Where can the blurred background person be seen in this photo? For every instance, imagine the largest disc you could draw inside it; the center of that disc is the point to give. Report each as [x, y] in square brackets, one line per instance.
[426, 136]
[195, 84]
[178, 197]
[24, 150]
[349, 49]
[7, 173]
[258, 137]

- - - - - - -

__TASK GOAL__
Convert every line of the rows above into a numbered list, leaving out any blank lines.

__ANSWER FOR THE TASK__
1. Where can the blurred background person be seen in this photo? For every instance, imagine the largest disc you could draw inside it; the center of that disc is the point to give. Report each as [x, y] in square brackets, one line per instance.
2. [426, 136]
3. [195, 84]
4. [178, 197]
5. [24, 150]
6. [349, 49]
7. [7, 173]
8. [258, 137]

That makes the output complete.